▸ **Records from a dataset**
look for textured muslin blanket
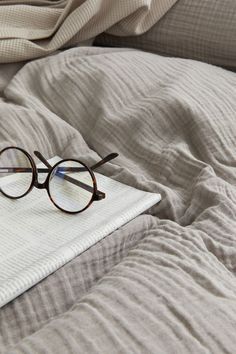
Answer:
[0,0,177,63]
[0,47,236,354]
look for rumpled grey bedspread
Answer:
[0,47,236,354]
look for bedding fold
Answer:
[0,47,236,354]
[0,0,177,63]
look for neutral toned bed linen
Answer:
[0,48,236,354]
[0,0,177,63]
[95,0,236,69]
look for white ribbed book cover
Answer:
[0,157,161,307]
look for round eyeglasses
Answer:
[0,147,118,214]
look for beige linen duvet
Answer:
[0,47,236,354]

--

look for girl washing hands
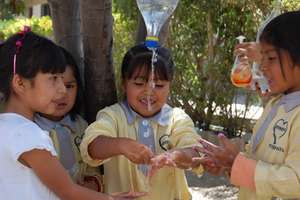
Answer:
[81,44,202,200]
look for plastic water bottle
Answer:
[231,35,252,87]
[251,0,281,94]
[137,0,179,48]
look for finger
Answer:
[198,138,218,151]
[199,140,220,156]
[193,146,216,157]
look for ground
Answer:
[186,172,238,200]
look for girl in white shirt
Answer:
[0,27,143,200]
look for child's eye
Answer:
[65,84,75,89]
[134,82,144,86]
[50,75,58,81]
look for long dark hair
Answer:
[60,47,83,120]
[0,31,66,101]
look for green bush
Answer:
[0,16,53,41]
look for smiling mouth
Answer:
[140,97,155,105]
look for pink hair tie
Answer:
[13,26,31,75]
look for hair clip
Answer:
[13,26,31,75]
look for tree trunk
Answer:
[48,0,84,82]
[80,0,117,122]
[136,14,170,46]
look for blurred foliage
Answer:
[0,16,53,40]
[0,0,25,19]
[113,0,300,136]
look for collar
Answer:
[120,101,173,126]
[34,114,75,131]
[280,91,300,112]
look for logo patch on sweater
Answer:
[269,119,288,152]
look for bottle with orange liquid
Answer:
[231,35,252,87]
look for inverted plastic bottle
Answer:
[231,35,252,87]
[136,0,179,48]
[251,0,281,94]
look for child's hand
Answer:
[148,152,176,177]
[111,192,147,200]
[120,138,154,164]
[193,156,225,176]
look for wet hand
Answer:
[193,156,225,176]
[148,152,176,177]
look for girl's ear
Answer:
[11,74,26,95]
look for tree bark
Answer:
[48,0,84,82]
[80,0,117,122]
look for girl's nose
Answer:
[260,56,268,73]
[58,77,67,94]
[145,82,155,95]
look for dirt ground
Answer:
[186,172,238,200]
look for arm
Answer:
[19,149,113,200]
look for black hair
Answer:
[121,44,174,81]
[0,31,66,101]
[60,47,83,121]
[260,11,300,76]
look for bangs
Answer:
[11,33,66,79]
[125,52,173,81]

▸ **What you are asked to do**
Rewrite the rows from the line containing "look for pink hair tie" through the line containing "[125,52,173,81]", putting "oak" wherever "tree" appears and leaving everything else unchanged. Give back only those lines.

▸ **Right answer**
look for pink hair tie
Answer:
[13,26,31,75]
look for hair clip
Answer:
[13,26,31,75]
look for oak trunk
Answer:
[48,0,84,82]
[80,0,117,122]
[136,14,170,46]
look for blurred foliage
Answer:
[0,16,53,40]
[0,0,25,19]
[113,0,300,136]
look for collar
Answer:
[120,101,173,126]
[34,114,75,131]
[280,91,300,112]
look for logo patch on sweater
Answer:
[269,119,288,152]
look for bottle with orange liquid
Answer:
[231,35,252,87]
look for inverted plastic bottle
Answer:
[231,35,252,87]
[136,0,179,48]
[251,0,281,94]
look for child's hand
Answer:
[148,152,176,177]
[111,192,147,200]
[120,138,154,164]
[193,156,225,176]
look for wet hand
Answer:
[193,156,225,176]
[148,152,176,177]
look for girl's ear
Answer:
[11,74,26,95]
look for oak bark
Answer:
[48,0,84,82]
[80,0,117,122]
look for girl's nose
Answer:
[260,56,268,73]
[58,77,67,94]
[145,82,155,95]
look for dirt ground
Answer:
[186,172,238,200]
look for arm
Answer:
[19,149,113,200]
look for black hair
Answer:
[121,44,174,81]
[0,31,66,101]
[60,47,83,121]
[260,11,300,76]
look for bangs
Answer:
[11,33,66,79]
[125,52,173,81]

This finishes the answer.